-- start of Extracted data --
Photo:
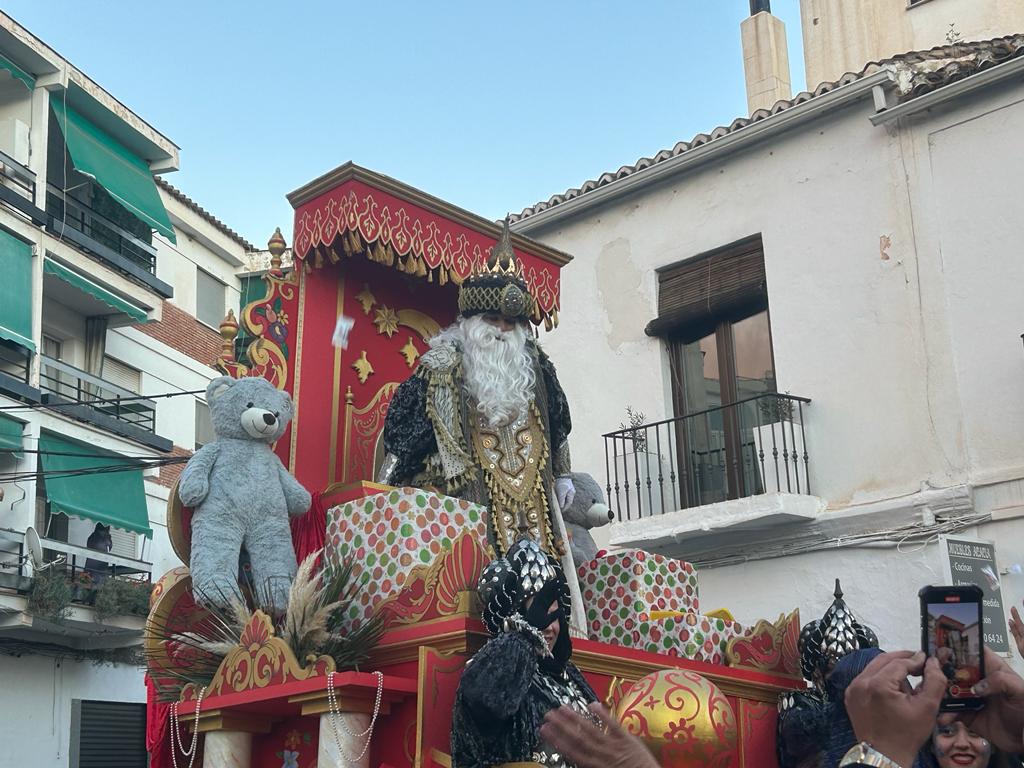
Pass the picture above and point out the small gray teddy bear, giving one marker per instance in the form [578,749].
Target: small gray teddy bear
[242,495]
[587,510]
-- end of Extracted data --
Exercise directions:
Excluding the pictures, restate the records above word for word.

Solved exercise:
Photo:
Pass the picture above and point out the small gray teddy bear, giving one marker per instance in the form [578,749].
Target: small gray teddy bear
[242,495]
[587,510]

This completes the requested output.